Request: Repeat the listing in full, word for word.

Pointing and labeling entries:
— Start —
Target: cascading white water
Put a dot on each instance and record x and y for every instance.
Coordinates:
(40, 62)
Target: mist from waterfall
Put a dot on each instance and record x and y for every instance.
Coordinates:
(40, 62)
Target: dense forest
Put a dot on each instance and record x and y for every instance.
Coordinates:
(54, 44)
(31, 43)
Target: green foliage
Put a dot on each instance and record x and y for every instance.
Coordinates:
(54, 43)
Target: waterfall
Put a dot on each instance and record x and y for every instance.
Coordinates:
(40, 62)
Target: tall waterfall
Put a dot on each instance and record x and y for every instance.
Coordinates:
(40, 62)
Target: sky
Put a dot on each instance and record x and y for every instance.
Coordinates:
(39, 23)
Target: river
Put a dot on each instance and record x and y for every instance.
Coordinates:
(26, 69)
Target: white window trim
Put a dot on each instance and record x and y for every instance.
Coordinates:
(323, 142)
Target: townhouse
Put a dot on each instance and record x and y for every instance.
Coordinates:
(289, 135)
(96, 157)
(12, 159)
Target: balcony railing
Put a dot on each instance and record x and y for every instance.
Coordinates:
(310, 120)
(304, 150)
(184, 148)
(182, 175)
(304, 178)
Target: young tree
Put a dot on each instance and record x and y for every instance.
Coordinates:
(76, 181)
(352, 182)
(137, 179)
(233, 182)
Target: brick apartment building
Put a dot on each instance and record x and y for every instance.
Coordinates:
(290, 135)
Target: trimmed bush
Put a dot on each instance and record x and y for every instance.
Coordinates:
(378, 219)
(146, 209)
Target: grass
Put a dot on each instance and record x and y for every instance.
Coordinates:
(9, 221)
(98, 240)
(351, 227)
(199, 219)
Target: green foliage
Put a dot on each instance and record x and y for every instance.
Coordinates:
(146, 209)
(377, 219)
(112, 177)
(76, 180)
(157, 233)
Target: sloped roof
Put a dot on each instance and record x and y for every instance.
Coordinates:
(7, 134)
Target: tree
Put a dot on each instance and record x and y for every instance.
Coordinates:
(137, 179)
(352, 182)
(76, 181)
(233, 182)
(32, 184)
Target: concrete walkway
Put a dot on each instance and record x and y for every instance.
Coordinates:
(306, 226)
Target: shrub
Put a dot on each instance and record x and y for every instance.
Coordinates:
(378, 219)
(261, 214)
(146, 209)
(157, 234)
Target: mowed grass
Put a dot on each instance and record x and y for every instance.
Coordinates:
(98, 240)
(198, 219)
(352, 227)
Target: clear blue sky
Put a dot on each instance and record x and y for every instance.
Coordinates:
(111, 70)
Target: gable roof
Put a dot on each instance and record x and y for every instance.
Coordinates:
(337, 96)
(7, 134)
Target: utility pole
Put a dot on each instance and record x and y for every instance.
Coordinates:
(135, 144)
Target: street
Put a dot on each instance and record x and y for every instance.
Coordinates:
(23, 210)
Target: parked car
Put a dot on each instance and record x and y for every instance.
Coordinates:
— End —
Result for this task:
Target: cascading white water
Put a dot on each instance and record x and y for every instance.
Coordinates:
(40, 62)
Target: mist from waterfall
Put a dot on each instance and record x and y for every instance.
Coordinates:
(40, 62)
Target: dense forest
Put a dot on each instance and record x and y for every instance.
Coordinates:
(54, 44)
(31, 43)
Target: green foliage
Put a dot on each instance and record x and y for every instance.
Coordinates:
(54, 43)
Target: waterfall
Put a dot on each instance and record x and y for every instance.
Coordinates:
(40, 62)
Target: tall waterfall
Put a dot on each instance and record x and y for every instance.
Coordinates:
(40, 62)
Target: sky
Put a dot on each instance and record x and y for every instance.
Coordinates:
(39, 23)
Target: river
Put a dot on each instance and record x and y for every instance.
Coordinates:
(26, 69)
Target: white window trim
Put a dot on each instance and record x and y for every instance.
Coordinates:
(323, 142)
Target: townhouse
Put a dot on each instance and record x and y for every instance.
Coordinates:
(289, 135)
(96, 157)
(12, 159)
Target: balcony railing
Put a dot on each instance and record x and y for every instance.
Coordinates:
(310, 120)
(304, 150)
(184, 148)
(182, 175)
(304, 178)
Target: young tree
Put a dot on each instance and record x and y for every instance.
Coordinates:
(76, 181)
(352, 182)
(137, 179)
(233, 182)
Target: brick apartment building
Put a dot on each instance and record x and y for every instance.
Coordinates:
(290, 135)
Target: trimmed bush
Put a dot on each instance and record x and y for every instance.
Coordinates:
(378, 219)
(146, 209)
Target: grass
Put a dot on each instance and record x and y for every instance.
Coordinates:
(9, 221)
(98, 240)
(351, 227)
(199, 219)
Target: green foliage
Put a dot on each instance and record x and y for every instance.
Coordinates:
(146, 209)
(377, 219)
(112, 177)
(76, 180)
(157, 233)
Target: sloped roof
Put a dot on each instance and record x and y for every instance.
Coordinates:
(7, 134)
Target: tree
Put a dot on each instance and record x and y for every instance.
Coordinates:
(137, 179)
(352, 182)
(76, 181)
(233, 182)
(32, 184)
Target: concrete walkway
Put a dot on each instance and record x and y for every instance.
Coordinates:
(306, 226)
Target: shrub
Put a dot on each instance and record x and y for every instance.
Coordinates:
(378, 219)
(261, 214)
(146, 209)
(157, 234)
Target: mowed grass
Put a dot on each instance and record x and y for every instance.
Coordinates:
(98, 240)
(198, 219)
(352, 227)
Target: clear blue sky
Put a dot on each instance and record x and y for every instance.
Coordinates:
(111, 70)
Target: gable roof
Put a dot on each instance and record x and y for every instance.
Coordinates:
(337, 96)
(7, 134)
Target: utility pole
Put a dot on each instance and record x and y for every instance.
Coordinates:
(135, 144)
Target: street
Put a dot on each instance and record x and y for every instance.
Coordinates:
(23, 210)
Target: parked car
Put a dot on each instance and record x and y for every instance.
Coordinates:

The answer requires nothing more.